● **Given task**: Write out exactly the lines running from the one that contains "Assuming the chick's back" through the end of the material.

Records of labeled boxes
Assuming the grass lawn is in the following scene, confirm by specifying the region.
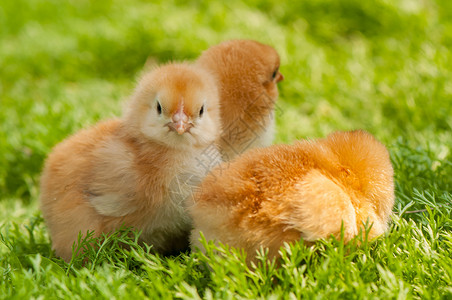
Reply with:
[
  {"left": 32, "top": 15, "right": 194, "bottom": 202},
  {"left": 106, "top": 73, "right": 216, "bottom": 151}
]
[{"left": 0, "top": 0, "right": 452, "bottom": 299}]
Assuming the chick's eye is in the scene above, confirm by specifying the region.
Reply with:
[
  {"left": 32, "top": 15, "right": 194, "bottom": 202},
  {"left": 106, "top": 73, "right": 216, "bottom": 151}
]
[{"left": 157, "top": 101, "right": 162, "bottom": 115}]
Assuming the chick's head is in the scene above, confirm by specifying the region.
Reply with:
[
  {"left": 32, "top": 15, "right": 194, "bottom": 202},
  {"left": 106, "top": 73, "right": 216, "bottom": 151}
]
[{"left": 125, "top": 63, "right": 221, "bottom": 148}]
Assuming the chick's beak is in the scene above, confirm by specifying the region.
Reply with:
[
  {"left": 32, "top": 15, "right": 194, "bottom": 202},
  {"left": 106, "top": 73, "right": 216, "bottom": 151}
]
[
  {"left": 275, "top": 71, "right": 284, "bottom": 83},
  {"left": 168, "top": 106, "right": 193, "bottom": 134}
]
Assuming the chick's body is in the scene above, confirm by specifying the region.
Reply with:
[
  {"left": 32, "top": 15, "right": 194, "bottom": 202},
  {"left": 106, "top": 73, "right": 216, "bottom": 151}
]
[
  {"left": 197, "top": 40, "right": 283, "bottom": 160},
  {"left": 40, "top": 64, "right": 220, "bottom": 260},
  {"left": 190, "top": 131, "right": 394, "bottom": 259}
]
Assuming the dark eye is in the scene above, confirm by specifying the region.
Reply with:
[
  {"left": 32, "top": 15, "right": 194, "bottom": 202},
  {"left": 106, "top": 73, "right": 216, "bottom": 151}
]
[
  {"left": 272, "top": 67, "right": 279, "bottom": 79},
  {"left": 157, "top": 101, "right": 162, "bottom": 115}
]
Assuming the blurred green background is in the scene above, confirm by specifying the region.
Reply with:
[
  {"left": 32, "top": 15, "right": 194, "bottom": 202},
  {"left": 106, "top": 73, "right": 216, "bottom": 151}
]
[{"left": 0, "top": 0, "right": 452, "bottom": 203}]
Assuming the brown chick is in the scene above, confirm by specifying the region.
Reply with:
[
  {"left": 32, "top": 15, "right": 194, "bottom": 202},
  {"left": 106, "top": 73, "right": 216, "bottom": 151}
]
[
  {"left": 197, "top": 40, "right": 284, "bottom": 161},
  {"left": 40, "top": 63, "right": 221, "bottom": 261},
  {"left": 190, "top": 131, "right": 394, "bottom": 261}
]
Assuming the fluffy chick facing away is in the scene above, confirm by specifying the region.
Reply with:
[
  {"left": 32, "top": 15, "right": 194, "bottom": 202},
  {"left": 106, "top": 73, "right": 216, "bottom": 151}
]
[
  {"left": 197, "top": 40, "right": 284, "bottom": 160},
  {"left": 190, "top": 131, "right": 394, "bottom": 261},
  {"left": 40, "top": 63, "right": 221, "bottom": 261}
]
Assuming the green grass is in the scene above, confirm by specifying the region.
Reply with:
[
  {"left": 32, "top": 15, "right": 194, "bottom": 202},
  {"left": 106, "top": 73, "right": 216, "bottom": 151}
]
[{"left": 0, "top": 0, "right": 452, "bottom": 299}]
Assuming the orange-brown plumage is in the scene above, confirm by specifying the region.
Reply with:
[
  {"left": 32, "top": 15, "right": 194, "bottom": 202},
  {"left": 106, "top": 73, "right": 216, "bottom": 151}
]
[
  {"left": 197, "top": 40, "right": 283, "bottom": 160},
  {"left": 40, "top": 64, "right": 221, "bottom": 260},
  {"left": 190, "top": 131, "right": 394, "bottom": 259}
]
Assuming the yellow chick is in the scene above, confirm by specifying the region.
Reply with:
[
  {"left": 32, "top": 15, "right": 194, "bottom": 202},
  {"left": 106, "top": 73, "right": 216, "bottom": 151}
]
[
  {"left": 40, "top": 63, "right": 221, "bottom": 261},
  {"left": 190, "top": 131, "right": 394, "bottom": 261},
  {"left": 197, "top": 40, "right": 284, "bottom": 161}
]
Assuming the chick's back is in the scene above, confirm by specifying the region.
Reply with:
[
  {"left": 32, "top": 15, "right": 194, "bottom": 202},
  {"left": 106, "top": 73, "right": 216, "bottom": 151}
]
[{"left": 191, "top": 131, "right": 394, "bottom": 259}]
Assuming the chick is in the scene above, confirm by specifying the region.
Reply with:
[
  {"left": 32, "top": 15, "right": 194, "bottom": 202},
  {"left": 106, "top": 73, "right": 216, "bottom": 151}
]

● **Expected answer**:
Assuming the chick's back is in the scene above, confirm by specifying the region.
Reply with:
[
  {"left": 32, "top": 15, "right": 194, "bottom": 202},
  {"left": 106, "top": 73, "right": 216, "bottom": 151}
]
[{"left": 191, "top": 131, "right": 394, "bottom": 259}]
Assuming the chick is in the scene above, confirm by specifying the region.
Reply with:
[
  {"left": 32, "top": 15, "right": 194, "bottom": 202},
  {"left": 106, "top": 73, "right": 216, "bottom": 151}
]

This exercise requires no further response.